## WORK TO BE COMPLETED
Convert every line of the records below into a JSON list of strings, one string per line and no entries for blank lines. Leave the pictures out of the answer.

## THE RECORDS
------------------------------
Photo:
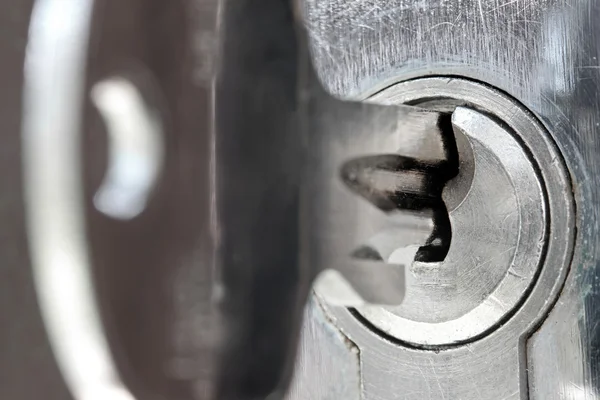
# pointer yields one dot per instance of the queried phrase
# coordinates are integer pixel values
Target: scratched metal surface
(545, 54)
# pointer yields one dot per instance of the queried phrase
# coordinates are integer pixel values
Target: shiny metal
(498, 238)
(542, 53)
(455, 351)
(55, 63)
(136, 148)
(366, 197)
(498, 215)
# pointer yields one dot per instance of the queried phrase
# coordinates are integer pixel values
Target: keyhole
(394, 182)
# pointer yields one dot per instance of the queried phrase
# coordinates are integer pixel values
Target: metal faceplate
(544, 54)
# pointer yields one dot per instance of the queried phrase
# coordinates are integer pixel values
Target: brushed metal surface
(544, 53)
(499, 233)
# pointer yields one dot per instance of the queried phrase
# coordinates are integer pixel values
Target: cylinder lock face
------------------------------
## OUTPUT
[
  "Photo:",
  "# pointer yields one dot per instance of the queried phrase",
  "# coordinates are integer pixel values",
  "Target: scratched metal surface",
  "(545, 54)",
  "# pointer yields one dot per instance of the queried phrase",
  "# coordinates are integer pixel values",
  "Target: shiny metal",
  "(498, 238)",
  "(542, 53)",
  "(455, 351)",
  "(55, 63)",
  "(136, 148)",
  "(366, 197)",
  "(498, 215)",
  "# pointer yields one dot per instance of the queried phrase",
  "# coordinates are integer pixel values",
  "Target: keyhole",
  "(394, 182)",
  "# pointer yields one dot per instance of the queried phrase",
  "# coordinates are integer pixel values",
  "Target: metal faceplate",
  "(544, 54)",
  "# pointer yields one dot per instance of the queried phrase",
  "# coordinates are integer pixel values",
  "Target: brushed metal surface",
  "(544, 53)",
  "(499, 233)",
  "# pointer yields one dot per instance of the queried phrase",
  "# coordinates are integer pixel values",
  "Target: cylinder lock face"
]